Something very special happens around March and April and that’s blood orange season. This blood orange upside down cake perfectly celebrates the wonderful fruit. The food blogs as well as instagram and other social media posts are usually awash with the incredible colours of these oranges. Their light orange flesh speckled with deep ruby red. I love the fact that no two oranges ever look the same; sometimes you’ll have one that has just a hint of colour, the fresh and skin just blushing with a tint of Burgundy, whilst others are dark, almost black with redness… and the taste. A sort of rich, sweet orange with a hint of sherbet.
Sadly, because of the current global situation I’ve not seen much mention of the blood orange anywhere. I guess they’re the kind of fruit that one is reminded of when one passes them in the aisles of the grocer but with less people going out and really only buying essentials, they’ve been looked over. So when I placed my recent supermarket delivery order and saw them as an option I hit the button without a seconds thought. I perhaps should have paid slightly more attention to what I was doing as I was convinced I was selecting individual oranges. What I was actually chasing was purchasing 8 nets of oranges, with at least 6 oranges per net!
I’ve shared some with the neighbours but you can expect one or two blood orange recipes coming your way over the next week or so!

Contour labeling rows

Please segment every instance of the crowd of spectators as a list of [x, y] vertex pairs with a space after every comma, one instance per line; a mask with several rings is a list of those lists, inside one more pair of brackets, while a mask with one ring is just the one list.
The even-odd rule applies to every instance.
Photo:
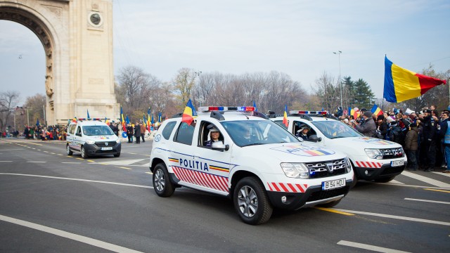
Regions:
[[366, 136], [401, 145], [408, 157], [409, 170], [433, 171], [436, 167], [442, 167], [446, 168], [443, 172], [450, 173], [447, 162], [450, 160], [449, 115], [448, 109], [439, 111], [431, 105], [417, 112], [393, 109], [378, 116], [361, 109], [356, 117], [343, 114], [339, 118]]

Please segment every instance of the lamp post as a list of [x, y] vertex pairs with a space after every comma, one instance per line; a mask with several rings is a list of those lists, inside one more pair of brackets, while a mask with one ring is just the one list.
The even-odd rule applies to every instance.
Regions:
[[334, 54], [337, 54], [339, 58], [339, 86], [340, 87], [340, 108], [342, 108], [342, 82], [340, 80], [340, 54], [342, 51], [338, 51], [338, 52], [333, 52]]
[[198, 77], [198, 95], [200, 98], [198, 98], [198, 103], [200, 103], [200, 106], [202, 106], [202, 102], [203, 102], [203, 98], [202, 97], [202, 87], [200, 86], [200, 74], [202, 74], [202, 72], [200, 70], [195, 71], [194, 73], [197, 77]]

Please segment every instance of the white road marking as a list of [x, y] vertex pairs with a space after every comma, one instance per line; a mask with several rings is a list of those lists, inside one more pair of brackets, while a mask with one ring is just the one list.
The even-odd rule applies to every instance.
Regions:
[[66, 232], [62, 230], [50, 228], [48, 226], [37, 224], [32, 222], [25, 221], [18, 219], [0, 215], [0, 220], [10, 222], [14, 224], [23, 226], [27, 228], [36, 229], [45, 233], [51, 233], [55, 235], [76, 240], [80, 242], [86, 243], [102, 249], [110, 250], [115, 252], [141, 252], [134, 249], [126, 248], [122, 246], [113, 245], [106, 242], [101, 241], [96, 239], [89, 238], [86, 236], [77, 235], [75, 233]]
[[394, 184], [404, 184], [404, 183], [399, 182], [399, 181], [397, 181], [397, 180], [391, 180], [391, 181], [390, 181], [390, 182], [389, 182], [389, 183], [394, 183]]
[[[442, 174], [444, 174], [444, 173], [442, 173]], [[449, 183], [441, 182], [439, 181], [435, 180], [435, 179], [430, 179], [430, 178], [428, 178], [426, 176], [418, 175], [418, 174], [414, 174], [414, 173], [403, 171], [403, 172], [401, 172], [401, 174], [404, 175], [404, 176], [406, 176], [408, 177], [414, 179], [420, 180], [420, 181], [421, 181], [423, 182], [425, 182], [425, 183], [430, 183], [430, 185], [432, 185], [432, 186], [435, 186], [443, 187], [443, 188], [450, 188], [450, 184], [449, 184]]]
[[375, 252], [386, 252], [386, 253], [407, 253], [408, 252], [404, 252], [404, 251], [401, 251], [401, 250], [388, 249], [388, 248], [385, 248], [385, 247], [382, 247], [373, 246], [373, 245], [362, 244], [362, 243], [358, 243], [358, 242], [349, 242], [349, 241], [345, 241], [345, 240], [340, 240], [340, 241], [339, 241], [338, 242], [338, 244], [340, 245], [357, 247], [357, 248], [359, 248], [359, 249], [368, 249], [368, 250], [372, 250], [372, 251], [375, 251]]
[[371, 216], [375, 216], [383, 217], [383, 218], [396, 219], [400, 219], [400, 220], [404, 220], [404, 221], [423, 222], [423, 223], [428, 223], [431, 224], [437, 224], [437, 225], [444, 225], [444, 226], [450, 226], [450, 222], [432, 221], [432, 220], [428, 220], [424, 219], [418, 219], [418, 218], [413, 218], [413, 217], [405, 217], [405, 216], [400, 216], [397, 215], [371, 213], [367, 212], [346, 210], [346, 209], [341, 209], [338, 208], [333, 208], [333, 209], [340, 212], [349, 212], [350, 214], [365, 214], [365, 215], [371, 215]]
[[97, 181], [97, 180], [89, 180], [89, 179], [80, 179], [62, 178], [62, 177], [58, 177], [58, 176], [31, 175], [31, 174], [16, 174], [16, 173], [0, 173], [0, 175], [35, 176], [35, 177], [42, 177], [42, 178], [46, 178], [46, 179], [73, 180], [73, 181], [84, 181], [84, 182], [108, 183], [108, 184], [115, 184], [115, 185], [117, 185], [117, 186], [140, 187], [140, 188], [150, 188], [150, 189], [153, 188], [153, 186], [140, 186], [140, 185], [135, 185], [135, 184], [131, 184], [131, 183], [115, 183], [115, 182], [101, 181]]
[[450, 202], [444, 202], [444, 201], [436, 201], [436, 200], [419, 200], [419, 199], [412, 199], [409, 197], [405, 197], [405, 200], [412, 200], [412, 201], [422, 201], [422, 202], [428, 202], [430, 203], [438, 203], [438, 204], [446, 204], [450, 205]]

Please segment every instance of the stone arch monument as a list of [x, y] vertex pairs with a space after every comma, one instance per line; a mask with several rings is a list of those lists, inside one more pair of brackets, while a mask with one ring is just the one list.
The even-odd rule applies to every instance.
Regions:
[[[0, 20], [22, 24], [45, 51], [48, 124], [117, 119], [112, 0], [0, 0]], [[37, 81], [39, 82], [39, 81]]]

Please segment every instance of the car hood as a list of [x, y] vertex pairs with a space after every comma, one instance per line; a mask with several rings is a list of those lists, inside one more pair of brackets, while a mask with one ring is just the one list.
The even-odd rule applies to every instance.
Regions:
[[259, 159], [276, 159], [282, 162], [310, 162], [342, 159], [341, 152], [299, 143], [274, 143], [243, 148], [245, 154], [258, 154]]

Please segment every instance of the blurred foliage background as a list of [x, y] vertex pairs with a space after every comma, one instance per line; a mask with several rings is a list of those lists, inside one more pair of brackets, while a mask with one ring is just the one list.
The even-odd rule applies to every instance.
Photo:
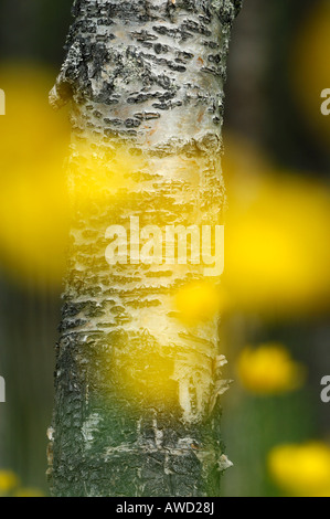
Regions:
[[[0, 0], [0, 495], [47, 494], [70, 136], [67, 114], [52, 113], [47, 92], [71, 4]], [[320, 399], [330, 373], [330, 117], [320, 112], [329, 34], [328, 0], [245, 0], [234, 28], [216, 301], [234, 380], [223, 398], [234, 462], [225, 496], [330, 495], [330, 404]], [[201, 290], [204, 311], [214, 295]]]

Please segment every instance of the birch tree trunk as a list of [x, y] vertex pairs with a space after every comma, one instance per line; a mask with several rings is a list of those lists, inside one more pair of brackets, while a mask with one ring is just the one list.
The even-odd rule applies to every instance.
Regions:
[[[215, 225], [241, 0], [76, 0], [51, 103], [72, 102], [74, 218], [55, 371], [55, 496], [219, 496], [219, 318], [178, 318], [202, 265], [109, 266], [106, 230]], [[137, 247], [137, 244], [132, 244]], [[120, 246], [119, 246], [120, 248]], [[123, 251], [121, 251], [123, 252]], [[135, 254], [137, 250], [135, 248]]]

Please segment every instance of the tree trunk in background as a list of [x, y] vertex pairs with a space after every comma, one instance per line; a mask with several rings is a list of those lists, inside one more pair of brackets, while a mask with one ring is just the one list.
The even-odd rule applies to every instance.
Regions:
[[109, 267], [105, 236], [131, 216], [223, 223], [223, 84], [239, 3], [74, 4], [51, 93], [55, 106], [72, 99], [74, 208], [49, 432], [55, 496], [219, 496], [219, 319], [184, 324], [173, 303], [202, 265]]

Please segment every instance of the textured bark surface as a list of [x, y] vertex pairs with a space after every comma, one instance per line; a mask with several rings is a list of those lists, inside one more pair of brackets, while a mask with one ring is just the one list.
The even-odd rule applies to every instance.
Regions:
[[[215, 225], [235, 0], [78, 0], [51, 93], [72, 102], [74, 221], [50, 435], [55, 496], [217, 496], [219, 319], [178, 318], [202, 265], [109, 266], [106, 230]], [[124, 171], [124, 173], [123, 173]]]

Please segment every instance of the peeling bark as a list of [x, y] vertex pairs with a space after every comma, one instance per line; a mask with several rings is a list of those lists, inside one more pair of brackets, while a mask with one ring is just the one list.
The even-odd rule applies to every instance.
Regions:
[[[130, 216], [141, 226], [222, 223], [223, 85], [239, 4], [74, 2], [50, 96], [55, 107], [72, 103], [73, 126], [74, 219], [49, 432], [55, 496], [219, 496], [230, 465], [219, 318], [191, 327], [173, 311], [178, 288], [203, 278], [201, 265], [110, 268], [105, 233]], [[109, 182], [95, 190], [100, 170]]]

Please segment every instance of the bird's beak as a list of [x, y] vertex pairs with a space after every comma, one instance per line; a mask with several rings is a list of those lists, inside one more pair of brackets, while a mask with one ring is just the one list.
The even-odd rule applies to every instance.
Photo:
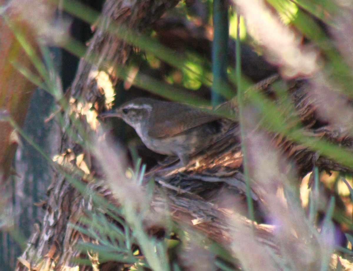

◆ Work instructions ◆
1 - Condense the paragraph of the blood orange post that begins "Sadly, because of the current global situation" into a shorter version that keeps its main facts.
2 - Locate every line in the rows that contains the string "trunk", matching case exactly.
The blood orange post and the rows come from unrelated sources.

◆ Per-task outputs ◆
1 - Because of the current global situation, blood oranges have gotten little mention, since fewer people are going out and most are buying only essentials. When the author saw them offered in a supermarket delivery order, the author added them right away, thinking individual oranges were being chosen. The order was actually for 8 nets with at least 6 oranges in each.

2 -
Please segment every instance of the birch tree trunk as a list of [x, y] vertex pairs with a space after every comma, one instance per line; a mask with several rings is a list of those lists, inside one more pair of brackets, while a mask with one ring is just the one list.
Please segment every instance of the tree trunk in background as a list of [x, y] vertex pairs with a space after every comma, one instance per line; a mask with several rings is a list of those lists, inside one more pair of brackets, while a mask with one ring is just the one list.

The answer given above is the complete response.